What you are asked to do
Would you output each record exactly as it stands?

Given data
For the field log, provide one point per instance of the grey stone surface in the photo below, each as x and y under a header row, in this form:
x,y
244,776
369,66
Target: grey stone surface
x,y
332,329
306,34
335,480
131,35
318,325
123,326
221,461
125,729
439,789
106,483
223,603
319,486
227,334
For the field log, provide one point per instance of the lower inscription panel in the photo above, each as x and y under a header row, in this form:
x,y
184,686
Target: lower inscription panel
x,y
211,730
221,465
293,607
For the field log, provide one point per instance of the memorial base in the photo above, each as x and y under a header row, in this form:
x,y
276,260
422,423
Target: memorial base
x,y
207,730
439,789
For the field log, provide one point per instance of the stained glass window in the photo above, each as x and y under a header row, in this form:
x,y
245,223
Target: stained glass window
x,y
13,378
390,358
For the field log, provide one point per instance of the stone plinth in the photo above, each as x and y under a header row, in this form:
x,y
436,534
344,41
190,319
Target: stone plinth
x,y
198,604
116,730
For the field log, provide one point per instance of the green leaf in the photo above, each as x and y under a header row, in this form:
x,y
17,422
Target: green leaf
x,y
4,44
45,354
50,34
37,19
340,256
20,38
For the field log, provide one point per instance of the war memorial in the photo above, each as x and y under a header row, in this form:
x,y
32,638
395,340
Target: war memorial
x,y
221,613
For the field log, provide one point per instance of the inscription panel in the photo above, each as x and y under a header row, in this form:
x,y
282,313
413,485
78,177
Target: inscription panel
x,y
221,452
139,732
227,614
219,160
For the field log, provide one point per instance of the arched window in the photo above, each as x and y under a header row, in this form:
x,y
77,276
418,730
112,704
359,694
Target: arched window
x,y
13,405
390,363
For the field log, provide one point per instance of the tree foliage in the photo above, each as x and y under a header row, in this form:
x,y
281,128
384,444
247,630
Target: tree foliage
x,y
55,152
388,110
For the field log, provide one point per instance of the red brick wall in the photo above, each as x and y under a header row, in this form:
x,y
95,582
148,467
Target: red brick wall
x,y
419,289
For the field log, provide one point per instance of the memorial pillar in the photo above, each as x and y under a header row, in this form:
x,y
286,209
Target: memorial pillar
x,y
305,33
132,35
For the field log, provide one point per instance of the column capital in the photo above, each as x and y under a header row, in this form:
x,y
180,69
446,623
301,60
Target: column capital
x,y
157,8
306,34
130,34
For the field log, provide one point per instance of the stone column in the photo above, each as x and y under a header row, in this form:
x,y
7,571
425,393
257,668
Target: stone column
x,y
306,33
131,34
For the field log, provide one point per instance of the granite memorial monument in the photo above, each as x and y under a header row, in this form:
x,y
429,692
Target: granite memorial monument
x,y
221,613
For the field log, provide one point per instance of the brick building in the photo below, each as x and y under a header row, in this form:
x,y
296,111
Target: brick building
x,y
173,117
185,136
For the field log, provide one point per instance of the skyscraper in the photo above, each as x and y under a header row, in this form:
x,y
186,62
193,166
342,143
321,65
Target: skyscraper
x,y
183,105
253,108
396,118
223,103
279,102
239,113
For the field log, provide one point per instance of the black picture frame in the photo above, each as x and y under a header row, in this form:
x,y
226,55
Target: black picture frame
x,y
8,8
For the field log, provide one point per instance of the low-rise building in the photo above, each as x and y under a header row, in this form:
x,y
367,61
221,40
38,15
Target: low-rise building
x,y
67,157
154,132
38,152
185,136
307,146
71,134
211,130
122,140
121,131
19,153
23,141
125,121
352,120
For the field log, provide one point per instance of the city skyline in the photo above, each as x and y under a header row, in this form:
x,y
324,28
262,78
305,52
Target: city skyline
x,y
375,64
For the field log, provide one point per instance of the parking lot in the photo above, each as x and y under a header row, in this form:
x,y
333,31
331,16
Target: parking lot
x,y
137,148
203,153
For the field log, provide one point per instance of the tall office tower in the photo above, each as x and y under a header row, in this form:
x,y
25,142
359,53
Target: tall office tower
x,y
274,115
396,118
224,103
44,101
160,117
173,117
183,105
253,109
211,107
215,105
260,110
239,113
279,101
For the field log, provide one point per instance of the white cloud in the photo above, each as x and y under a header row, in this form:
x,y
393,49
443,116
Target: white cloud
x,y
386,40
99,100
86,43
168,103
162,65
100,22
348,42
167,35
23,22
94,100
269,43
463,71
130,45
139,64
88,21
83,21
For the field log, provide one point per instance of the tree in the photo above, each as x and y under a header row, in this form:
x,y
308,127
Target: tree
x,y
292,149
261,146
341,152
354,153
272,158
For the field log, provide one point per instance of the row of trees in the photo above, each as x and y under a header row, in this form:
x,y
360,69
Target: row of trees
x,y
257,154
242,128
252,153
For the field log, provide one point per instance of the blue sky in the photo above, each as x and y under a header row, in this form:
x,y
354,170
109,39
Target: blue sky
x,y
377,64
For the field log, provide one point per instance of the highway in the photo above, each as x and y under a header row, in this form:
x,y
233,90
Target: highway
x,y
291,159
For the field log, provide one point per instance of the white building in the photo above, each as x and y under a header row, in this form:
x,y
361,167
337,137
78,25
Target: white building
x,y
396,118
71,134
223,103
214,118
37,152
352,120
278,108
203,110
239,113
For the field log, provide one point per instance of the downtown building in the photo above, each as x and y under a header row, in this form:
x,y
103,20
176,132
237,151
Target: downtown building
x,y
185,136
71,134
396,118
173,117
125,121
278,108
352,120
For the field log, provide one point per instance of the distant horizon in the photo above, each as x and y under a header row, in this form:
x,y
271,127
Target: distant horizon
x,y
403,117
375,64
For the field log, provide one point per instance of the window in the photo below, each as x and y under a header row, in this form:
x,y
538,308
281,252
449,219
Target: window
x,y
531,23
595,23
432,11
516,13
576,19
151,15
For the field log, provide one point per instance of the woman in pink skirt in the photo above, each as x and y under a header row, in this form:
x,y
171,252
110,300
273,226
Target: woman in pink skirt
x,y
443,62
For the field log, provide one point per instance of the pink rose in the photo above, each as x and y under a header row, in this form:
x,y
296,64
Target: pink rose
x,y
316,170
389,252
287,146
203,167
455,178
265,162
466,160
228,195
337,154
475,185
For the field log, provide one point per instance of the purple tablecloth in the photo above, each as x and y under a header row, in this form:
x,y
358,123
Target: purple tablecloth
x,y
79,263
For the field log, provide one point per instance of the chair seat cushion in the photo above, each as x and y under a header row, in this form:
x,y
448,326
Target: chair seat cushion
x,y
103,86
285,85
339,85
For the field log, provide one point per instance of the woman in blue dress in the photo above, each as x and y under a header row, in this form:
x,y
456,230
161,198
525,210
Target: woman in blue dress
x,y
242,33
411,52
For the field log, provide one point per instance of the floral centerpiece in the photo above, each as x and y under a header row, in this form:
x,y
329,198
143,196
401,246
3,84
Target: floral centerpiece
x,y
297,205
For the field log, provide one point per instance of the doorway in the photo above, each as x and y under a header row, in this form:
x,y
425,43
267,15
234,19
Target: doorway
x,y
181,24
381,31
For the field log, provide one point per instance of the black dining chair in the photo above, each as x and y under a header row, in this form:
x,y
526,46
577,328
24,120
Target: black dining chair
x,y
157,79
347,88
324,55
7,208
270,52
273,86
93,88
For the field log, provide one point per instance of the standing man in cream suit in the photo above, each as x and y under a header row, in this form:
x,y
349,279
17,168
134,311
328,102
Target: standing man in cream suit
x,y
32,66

Exercise answer
For the field log, provide one point per instance of the grey stone surface in the photo below, each as x and y under a header row, in this form:
x,y
244,776
369,66
Target: grey stone surface
x,y
332,329
306,34
335,480
131,35
318,325
123,326
221,461
125,729
439,789
106,483
223,603
319,486
227,334
For the field log, provide one point per instance of the lower inscription panel in the photo above, each as x and y under a header row, in this form:
x,y
184,686
Target: lower inscription panel
x,y
211,730
221,465
293,607
For the field log, provide one point per instance of the memorial base in the photo above, each as x and y under a header row, in this form:
x,y
276,260
422,423
Target: memorial base
x,y
207,730
439,789
For the field log, provide one point per instance of the stained glass window in the photo above, each as x and y under a header row, in this form:
x,y
245,223
Target: stained glass window
x,y
13,378
390,358
For the field log, provide one point per instance of the stone plinth in the photo above, each as x and y under a header row, in this form:
x,y
436,534
344,41
190,319
Target: stone plinth
x,y
198,604
116,730
For the field log, provide one point per instance of the green leaf in the photo above, each as x and y under a header row, in this form:
x,y
17,422
Target: green leaf
x,y
4,44
45,354
50,34
37,19
340,256
20,38
For the field log, provide one point per instance of the war memorial in the photo above, each as x and y under a header row, in this form:
x,y
32,638
395,340
Target: war memorial
x,y
221,613
For the field log, provide one point per instance of the inscription panel in the photo above, each as x and y under a header row, in this form:
x,y
282,313
413,485
78,177
Target: inscription panel
x,y
221,452
139,732
227,614
219,160
For the field log, provide one point per instance of the arched window in the photo above, each as x and y under a header row, in this form:
x,y
77,276
418,730
112,704
359,694
Target: arched window
x,y
13,405
390,363
For the field log, provide one point per instance of the tree foliage in the photo above, each as x and y under a header row, in this form:
x,y
281,128
384,444
247,630
Target: tree foliage
x,y
55,152
388,110
For the field log, provide one point per instance of the red brick wall in the photo above, each as x and y under a header row, in this form:
x,y
95,582
148,467
Target: red brick wall
x,y
419,289
For the field log, provide one point per instance of the memorial pillar in the photo above, each as x and y under a header row, in this form:
x,y
286,209
Target: memorial pillar
x,y
305,33
132,35
For the field log, provide one point per instance of the column capital in the photo above, each as x and y under a header row, in this form:
x,y
180,69
446,623
301,60
Target: column capital
x,y
157,8
306,34
130,34
For the field log, provide one point per instance of the stone column in the photo above, each as x and y under a header row, in this form:
x,y
7,571
425,393
257,668
Target: stone column
x,y
306,33
131,34
For the field log, provide one point per instance of the granite memorial monument in the photo above, each as x and y under a header row, in this form:
x,y
429,692
Target: granite memorial monument
x,y
221,613
For the field log, provide one point per instance of the brick building in the photo below, each as x and y under a header row, in this form:
x,y
296,111
Target: brick building
x,y
173,117
185,136
For the field log, provide one point per instance of the skyscraper in the photo above, each as x and y under a header row, in this form:
x,y
186,62
193,166
342,143
321,65
Target: skyscraper
x,y
183,105
253,108
396,118
223,103
279,102
239,113
For the field log, provide one point per instance of the black picture frame in the photo above, each as x and y under a header row, in this form:
x,y
226,55
Target: black picture frame
x,y
8,8
For the field log, provide one point per instance of the low-rise building in the photo above, each as x and y under a header row, in this form:
x,y
367,61
221,40
38,15
Target: low-rise building
x,y
67,157
154,132
38,152
185,136
307,146
71,134
211,130
122,140
121,131
19,153
23,141
125,121
352,120
For the field log, provide one point per instance of the city skyline in the photo above, each as x and y under a header row, in this form:
x,y
324,28
262,78
305,52
Target: city skyline
x,y
375,64
For the field log, provide one point per instance of the parking lot in the photo above, each as x and y under a header row, in this form:
x,y
333,31
331,16
Target: parking lot
x,y
137,148
203,153
For the field log, provide one point per instance of the tall office tower in the photo above, each as x and y under a header row, in this form:
x,y
25,142
359,53
Target: tall office tower
x,y
274,115
396,118
224,103
44,101
160,117
173,117
183,105
253,109
211,107
215,105
260,110
239,113
279,101
For the field log, provide one point per instance of the white cloud in the photo above, each as x and y under a header row, in this form:
x,y
393,49
443,116
Target: white cloud
x,y
386,40
99,100
86,43
168,103
162,65
100,22
348,42
167,35
23,22
94,100
269,43
463,71
130,45
139,64
88,21
83,21
For the field log, provide one point per instance of the tree in the photo above, each as x and y under a header row, in this form:
x,y
308,127
Target: tree
x,y
292,149
261,146
341,152
354,153
272,158
For the field log, provide one point per instance of the row of trees in the photo above, each as x and y under a header row, in this form:
x,y
360,69
Target: row of trees
x,y
257,154
242,128
252,153
For the field log, provide one point per instance of the blue sky in the photo above, each as x and y under a header row, in this form:
x,y
354,170
109,39
Target: blue sky
x,y
377,64
For the field log, provide one point per instance of the highway in the photo above, each as x and y under a header row, in this form:
x,y
233,90
Target: highway
x,y
291,159
For the field log, provide one point per instance of the white building in the photo above, each as x and y under a header row, in this form:
x,y
361,167
337,137
78,25
Target: white building
x,y
396,118
71,134
223,103
214,118
37,152
352,120
278,108
203,110
239,113
For the field log, provide one point per instance of the downtown building in the photo above, each as x and y under a header row, in this form:
x,y
103,20
176,132
237,151
Target: downtown building
x,y
185,136
71,134
396,118
173,117
125,121
278,108
352,120
For the field log, provide one point per instance of the distant horizon in the photo above, each as x and y under a header row, in this form:
x,y
271,127
Target: distant horizon
x,y
403,117
375,64
For the field log, provide one point per instance of the window in the photo below, each as x and y under a header row, in this form:
x,y
538,308
281,252
449,219
Target: window
x,y
531,23
595,23
432,11
516,13
576,19
151,15
For the field log, provide one point per instance of the woman in pink skirt in the photo above, each as x and y under a header row, in this form:
x,y
171,252
110,300
273,226
Target: woman in pink skirt
x,y
443,62
For the field log, provide one point per instance of the pink rose in the photo above, each as x and y under a header row, in this form:
x,y
296,64
Target: pink rose
x,y
316,170
389,252
287,146
203,167
455,178
265,162
466,160
228,195
337,154
475,185
For the field log, provide one point per instance of the purple tablecloth in the photo above, each as x and y under a header row, in this form:
x,y
358,123
Target: purple tablecloth
x,y
79,263
For the field log, provide one point per instance of the chair seat cushion in the photo above, each as x and y under a header row, in this form:
x,y
448,326
Target: chair seat cushion
x,y
103,86
285,85
339,85
For the field log, provide one point per instance of the woman in blue dress in the photo above, each as x and y under a header row, in this form:
x,y
456,230
161,198
525,210
Target: woman in blue dress
x,y
242,33
411,52
For the field log, provide one point per instance of the floral centerpiece in the photo above, each as x and y under a header row, in this form:
x,y
329,198
143,196
401,246
3,84
Target: floral centerpiece
x,y
297,205
For the field log, provide one point per instance of the doorway in the photo above, each as x and y under a header row, in this form:
x,y
425,43
267,15
234,19
Target: doorway
x,y
181,24
381,31
For the field log, provide one point per instance of the black dining chair in the photo above, each as x and y under a header row, in this form:
x,y
526,46
577,328
24,120
Target: black dining chair
x,y
157,79
347,88
324,55
7,208
270,52
273,86
93,88
For the field log, provide one point per instance of the standing man in cream suit in the photo above, each as x and y under a header row, in this form:
x,y
349,279
17,168
134,311
328,102
Target: standing man in cream suit
x,y
32,66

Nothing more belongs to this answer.